Work item | Starting at the first line of the records below, transcribe each line exactly, ending with the line that contains "target: black glove".

Information provided |
=====
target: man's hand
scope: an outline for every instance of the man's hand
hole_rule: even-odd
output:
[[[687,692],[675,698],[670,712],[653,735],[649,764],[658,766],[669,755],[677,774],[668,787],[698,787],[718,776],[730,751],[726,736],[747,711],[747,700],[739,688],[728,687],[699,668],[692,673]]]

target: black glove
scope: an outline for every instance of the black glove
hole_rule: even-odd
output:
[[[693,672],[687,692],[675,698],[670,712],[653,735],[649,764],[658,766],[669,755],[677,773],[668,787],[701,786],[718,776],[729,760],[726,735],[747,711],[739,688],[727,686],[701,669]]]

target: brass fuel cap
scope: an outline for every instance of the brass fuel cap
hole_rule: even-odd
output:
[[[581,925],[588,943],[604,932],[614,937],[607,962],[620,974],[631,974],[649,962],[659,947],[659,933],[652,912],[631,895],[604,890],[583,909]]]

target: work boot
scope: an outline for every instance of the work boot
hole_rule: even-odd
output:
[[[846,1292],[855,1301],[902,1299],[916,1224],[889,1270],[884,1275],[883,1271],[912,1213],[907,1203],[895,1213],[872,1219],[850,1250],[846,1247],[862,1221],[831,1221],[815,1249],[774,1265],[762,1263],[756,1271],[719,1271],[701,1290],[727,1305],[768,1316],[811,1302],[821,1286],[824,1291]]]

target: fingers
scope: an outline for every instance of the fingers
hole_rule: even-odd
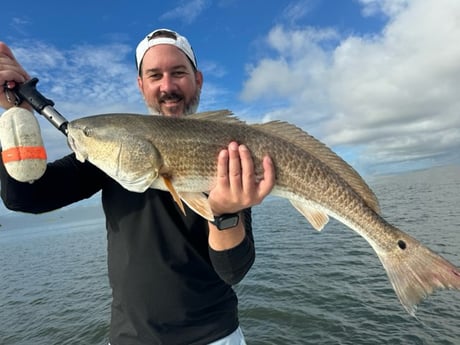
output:
[[[264,157],[263,177],[257,178],[251,152],[236,142],[220,152],[217,162],[218,184],[226,189],[228,200],[241,208],[262,202],[275,183],[275,169],[270,157]]]
[[[6,99],[3,86],[13,88],[16,83],[24,83],[30,79],[27,72],[21,67],[11,49],[0,42],[0,106],[10,108],[13,104]]]
[[[221,150],[217,158],[217,184],[228,188],[228,150]]]
[[[265,198],[270,194],[276,182],[276,171],[272,159],[265,156],[262,162],[264,168],[264,177],[259,182],[259,197]]]
[[[240,145],[238,153],[238,159],[241,162],[241,188],[247,195],[251,196],[251,198],[257,198],[257,182],[251,152],[249,152],[248,148],[245,145]]]
[[[3,42],[0,42],[0,56],[1,55],[4,55],[13,61],[16,61],[16,58],[14,57],[11,49]]]
[[[29,79],[29,75],[18,63],[11,49],[0,42],[0,84],[3,86],[8,81],[24,83]]]
[[[240,145],[238,153],[238,165],[241,167],[239,174],[241,191],[246,193],[252,205],[259,204],[270,194],[275,185],[276,175],[273,161],[269,156],[263,158],[263,177],[258,179],[249,149],[245,145]]]
[[[240,147],[236,142],[231,142],[228,145],[228,174],[230,188],[234,193],[240,193],[242,189],[241,181],[241,159],[240,159]]]

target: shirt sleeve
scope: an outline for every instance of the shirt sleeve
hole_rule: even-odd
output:
[[[89,198],[101,189],[104,173],[74,154],[48,163],[45,173],[33,183],[18,182],[5,170],[0,158],[1,198],[14,211],[42,213]]]
[[[254,237],[252,234],[251,209],[243,211],[246,237],[234,248],[216,251],[209,247],[209,257],[217,274],[227,284],[238,284],[255,261]]]

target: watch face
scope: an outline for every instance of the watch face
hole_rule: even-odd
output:
[[[232,217],[224,218],[220,221],[219,228],[220,229],[228,229],[234,228],[238,224],[238,216],[233,215]]]
[[[219,230],[225,230],[237,226],[239,220],[240,216],[238,213],[223,214],[220,217],[217,217],[213,223],[217,226]]]

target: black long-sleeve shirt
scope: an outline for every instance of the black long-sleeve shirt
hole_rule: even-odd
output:
[[[255,258],[250,210],[247,236],[214,251],[206,220],[177,207],[168,192],[133,193],[90,163],[69,155],[49,163],[32,184],[10,178],[0,164],[1,197],[12,210],[41,213],[102,190],[113,301],[112,345],[208,344],[238,327],[239,282]]]

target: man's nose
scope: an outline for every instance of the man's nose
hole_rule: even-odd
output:
[[[170,93],[171,91],[176,91],[176,88],[174,78],[169,74],[165,74],[161,79],[160,91]]]

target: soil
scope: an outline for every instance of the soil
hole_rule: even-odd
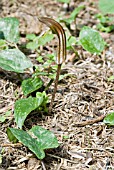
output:
[[[67,18],[79,5],[85,8],[77,16],[77,30],[75,23],[70,26],[78,39],[83,25],[96,28],[98,0],[71,0],[69,6],[56,0],[1,0],[0,17],[19,19],[23,43],[27,33],[39,35],[47,30],[37,16]],[[80,46],[75,46],[78,57],[67,51],[62,71],[71,76],[59,82],[53,113],[33,113],[25,121],[24,129],[41,125],[54,132],[60,143],[58,148],[46,151],[42,161],[7,138],[7,127],[16,127],[14,103],[23,94],[17,74],[0,70],[0,115],[11,112],[5,122],[0,122],[0,170],[114,170],[114,127],[103,123],[104,116],[114,111],[114,82],[108,81],[114,75],[114,33],[100,34],[108,44],[101,55],[92,55]],[[50,53],[53,43],[46,46]],[[46,50],[42,52],[47,54]],[[27,56],[35,63],[36,54],[29,52]]]

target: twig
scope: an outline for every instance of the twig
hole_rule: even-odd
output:
[[[42,168],[43,168],[43,170],[46,170],[46,167],[45,167],[45,165],[44,165],[44,162],[43,162],[43,161],[41,161],[41,164],[42,164]]]
[[[100,122],[101,120],[104,119],[104,117],[105,117],[105,115],[101,115],[100,117],[97,117],[97,118],[92,119],[92,120],[77,122],[77,123],[75,124],[75,126],[81,127],[81,126],[91,125],[91,124]]]
[[[22,143],[15,143],[15,144],[12,144],[12,143],[5,143],[5,144],[1,144],[2,147],[20,147],[22,146]]]
[[[110,152],[114,152],[114,149],[110,148],[110,147],[106,147],[106,148],[83,148],[83,150],[98,150],[98,151],[103,151],[103,152],[107,152],[107,150],[109,150]]]

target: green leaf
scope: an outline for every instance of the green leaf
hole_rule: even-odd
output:
[[[44,60],[43,60],[43,57],[42,56],[38,56],[37,59],[36,59],[38,62],[40,63],[43,63]]]
[[[100,54],[104,50],[104,40],[99,32],[90,27],[85,26],[82,28],[79,39],[82,47],[92,54]]]
[[[37,73],[35,73],[35,76],[48,76],[49,73],[47,72],[43,72],[42,70],[37,71]]]
[[[70,137],[68,135],[63,136],[63,139],[69,139]]]
[[[24,95],[28,95],[36,90],[38,90],[40,87],[42,87],[43,82],[38,77],[28,78],[22,82],[22,90]]]
[[[113,125],[114,125],[114,112],[108,114],[108,115],[104,118],[103,122],[104,122],[105,124],[109,124],[109,125],[112,125],[112,126],[113,126]]]
[[[4,115],[0,116],[0,122],[5,122],[6,119],[11,115],[11,111],[7,111]]]
[[[28,39],[28,40],[34,40],[35,38],[36,38],[35,34],[27,34],[26,35],[26,39]]]
[[[38,101],[39,101],[39,110],[44,110],[45,112],[48,111],[47,107],[46,107],[46,104],[48,103],[48,96],[46,95],[46,92],[43,91],[43,92],[37,92],[36,93],[36,98],[38,98]]]
[[[75,20],[76,16],[80,13],[80,11],[84,8],[85,6],[79,6],[75,8],[73,12],[70,14],[69,18],[62,19],[61,21],[65,22],[66,24],[71,24]]]
[[[108,81],[113,81],[114,80],[114,76],[110,76],[109,78],[108,78]]]
[[[27,146],[39,159],[43,159],[45,157],[45,152],[39,146],[39,142],[32,138],[27,132],[20,130],[9,128],[11,133],[25,146]]]
[[[76,44],[76,37],[75,36],[70,36],[67,39],[67,49],[71,48],[72,45]]]
[[[51,131],[44,129],[41,126],[32,127],[30,132],[33,132],[37,137],[38,145],[42,150],[57,148],[59,146],[55,135]]]
[[[57,0],[59,2],[63,2],[63,3],[70,3],[70,0]]]
[[[19,21],[17,18],[9,17],[0,19],[0,32],[10,42],[19,41]]]
[[[37,41],[28,42],[26,45],[26,48],[31,49],[31,50],[36,50],[38,47],[39,45]]]
[[[5,40],[0,39],[0,50],[8,49],[8,45]]]
[[[70,14],[70,17],[71,17],[71,18],[75,18],[75,17],[80,13],[80,11],[81,11],[82,9],[84,9],[84,8],[85,8],[84,5],[78,6],[78,7],[75,8],[75,9],[73,10],[73,12]]]
[[[53,34],[50,34],[48,32],[46,32],[43,36],[39,37],[38,39],[38,45],[45,45],[46,43],[48,43],[49,41],[51,41],[54,38]]]
[[[8,136],[8,138],[9,138],[10,142],[17,143],[18,140],[17,140],[17,138],[15,137],[15,135],[13,135],[13,133],[12,133],[11,130],[10,130],[10,128],[7,128],[6,133],[7,133],[7,136]]]
[[[18,127],[21,129],[26,117],[31,111],[35,110],[41,104],[40,98],[29,97],[26,99],[19,99],[15,102],[14,117]]]
[[[99,0],[99,9],[104,14],[114,14],[114,0]]]
[[[0,116],[0,122],[5,122],[5,120],[6,120],[6,117],[5,116]]]
[[[0,67],[4,70],[23,73],[32,66],[31,61],[18,49],[0,51]]]
[[[112,32],[114,30],[114,25],[104,26],[103,24],[97,24],[97,29],[102,32]]]
[[[70,74],[64,74],[59,76],[59,81],[64,79],[65,77],[68,77]]]
[[[50,34],[49,31],[44,35],[36,37],[32,42],[28,42],[26,47],[31,50],[36,50],[39,46],[45,45],[47,42],[51,41],[54,38],[53,34]]]
[[[95,15],[96,18],[99,19],[100,23],[102,24],[108,24],[109,22],[113,22],[114,17],[109,17],[107,15],[103,15],[101,13],[98,13],[97,15]]]

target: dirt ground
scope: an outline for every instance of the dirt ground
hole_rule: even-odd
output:
[[[75,7],[85,5],[76,19],[76,33],[71,25],[72,34],[78,38],[81,25],[96,28],[97,3],[97,0],[71,0],[68,7],[56,0],[1,0],[0,17],[19,19],[23,41],[27,33],[38,35],[47,29],[37,16],[67,18]],[[15,73],[0,70],[0,115],[8,110],[12,113],[0,123],[0,170],[114,170],[114,127],[102,121],[104,115],[114,111],[114,82],[107,81],[114,75],[114,32],[101,35],[108,46],[100,56],[91,55],[79,46],[75,47],[78,59],[73,51],[67,51],[63,70],[71,76],[59,83],[53,114],[31,114],[25,121],[25,129],[41,125],[58,138],[60,146],[47,151],[42,161],[25,146],[13,145],[7,138],[7,127],[16,126],[14,103],[22,91]],[[47,48],[51,48],[49,44]],[[35,62],[35,58],[31,59]]]

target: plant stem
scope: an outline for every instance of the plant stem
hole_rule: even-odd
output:
[[[63,62],[65,62],[65,59],[66,59],[66,35],[65,35],[65,31],[64,31],[63,27],[54,19],[48,18],[48,17],[40,17],[39,21],[43,22],[49,28],[51,28],[51,30],[57,34],[58,39],[59,39],[58,55],[56,57],[56,63],[58,65],[58,67],[57,67],[57,72],[56,72],[54,91],[52,93],[52,99],[51,99],[51,103],[49,106],[49,113],[51,113],[52,107],[53,107],[53,102],[55,99],[55,94],[57,91],[57,85],[58,85],[59,75],[60,75],[60,71],[61,71],[61,65]]]
[[[61,64],[58,64],[56,78],[55,78],[55,84],[54,84],[54,91],[52,93],[52,98],[51,98],[51,102],[50,102],[50,106],[49,106],[49,113],[51,113],[51,111],[52,111],[53,102],[54,102],[55,94],[57,91],[57,85],[58,85],[58,81],[59,81],[60,71],[61,71]]]

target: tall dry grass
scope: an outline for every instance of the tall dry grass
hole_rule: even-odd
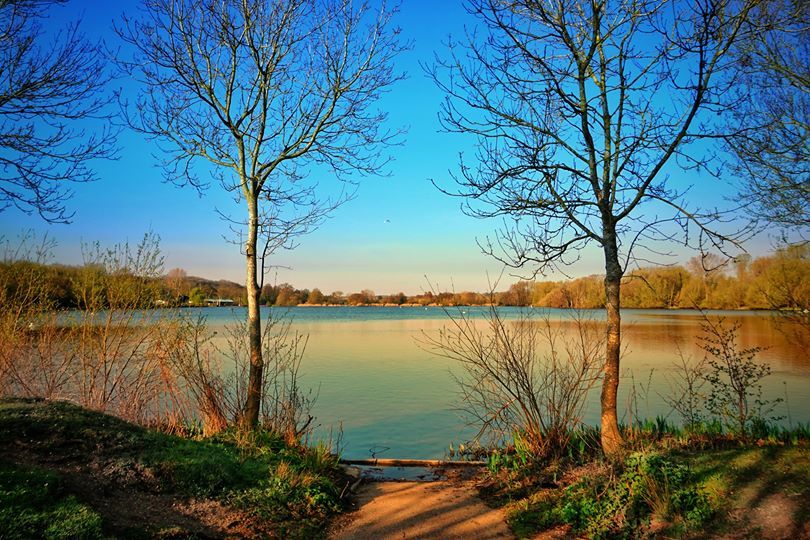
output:
[[[247,399],[250,368],[248,329],[244,322],[225,326],[223,335],[206,326],[204,316],[179,322],[168,357],[200,412],[207,433],[240,423]],[[308,433],[315,395],[299,385],[307,336],[292,328],[284,312],[271,311],[262,336],[265,373],[260,423],[288,443]]]
[[[69,400],[172,431],[212,434],[239,422],[245,325],[220,336],[203,316],[155,309],[163,273],[155,235],[134,246],[85,245],[71,283],[78,309],[61,312],[47,275],[53,245],[34,240],[24,235],[3,247],[0,395]],[[307,338],[276,313],[264,329],[262,423],[294,443],[312,422],[313,395],[298,384]]]

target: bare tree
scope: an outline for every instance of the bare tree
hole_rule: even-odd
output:
[[[175,302],[180,300],[180,297],[183,296],[184,291],[188,292],[186,277],[188,277],[188,275],[182,268],[172,268],[166,273],[166,286],[174,296],[173,300]]]
[[[576,260],[590,244],[603,252],[608,454],[622,442],[616,396],[628,265],[643,260],[642,248],[655,254],[656,240],[722,252],[741,238],[720,234],[724,214],[690,205],[672,176],[679,168],[719,173],[706,145],[694,143],[721,135],[716,114],[734,106],[729,51],[754,3],[469,0],[481,24],[429,69],[447,95],[444,128],[478,140],[451,194],[474,216],[504,219],[483,249],[534,273]]]
[[[143,83],[129,123],[166,143],[167,179],[203,189],[195,167],[207,163],[247,210],[228,219],[247,265],[248,424],[261,404],[265,258],[345,200],[317,190],[309,167],[376,173],[397,135],[371,109],[399,78],[391,16],[350,0],[144,0],[118,28],[136,51],[124,68]]]
[[[686,262],[686,268],[703,281],[726,270],[728,259],[717,253],[704,252]]]
[[[55,34],[41,24],[65,3],[0,0],[0,211],[16,207],[49,222],[72,216],[66,184],[94,180],[88,162],[114,155],[115,131],[86,124],[107,118],[100,46],[78,23]]]
[[[769,0],[737,50],[740,106],[729,149],[750,211],[806,235],[810,227],[810,6]]]

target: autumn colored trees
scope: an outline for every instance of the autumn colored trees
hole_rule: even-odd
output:
[[[600,308],[601,276],[566,282],[536,282],[532,305],[551,308]],[[788,309],[810,301],[810,249],[780,248],[773,254],[705,273],[684,266],[641,268],[622,286],[627,308]]]
[[[73,267],[33,262],[0,263],[13,277],[38,267],[42,294],[58,308],[76,308],[81,291],[77,283],[88,276],[100,280],[105,270],[98,266]],[[81,276],[84,276],[80,279]],[[320,289],[297,289],[289,283],[265,285],[261,302],[269,306],[297,305],[389,305],[389,306],[534,306],[546,308],[601,309],[605,304],[603,276],[592,275],[567,281],[518,281],[495,293],[474,291],[402,292],[378,295],[370,289],[344,294]],[[13,279],[7,282],[13,287]],[[154,305],[202,305],[205,298],[229,298],[245,305],[244,286],[228,280],[207,280],[174,268],[155,278]],[[104,294],[100,291],[99,294]],[[158,302],[162,301],[162,302]],[[699,261],[686,265],[633,270],[624,278],[622,305],[654,309],[785,309],[810,305],[810,245],[796,244],[757,258],[741,257],[730,264],[706,271]]]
=====
Written answer |
target: man's hand
scope: an outline for every instance of the man's hand
hole_rule: even-odd
output:
[[[687,692],[675,698],[670,712],[653,735],[649,764],[658,766],[669,755],[677,774],[668,787],[698,787],[718,776],[730,751],[726,736],[747,711],[747,700],[739,688],[728,687],[699,668],[692,673]]]

target: black glove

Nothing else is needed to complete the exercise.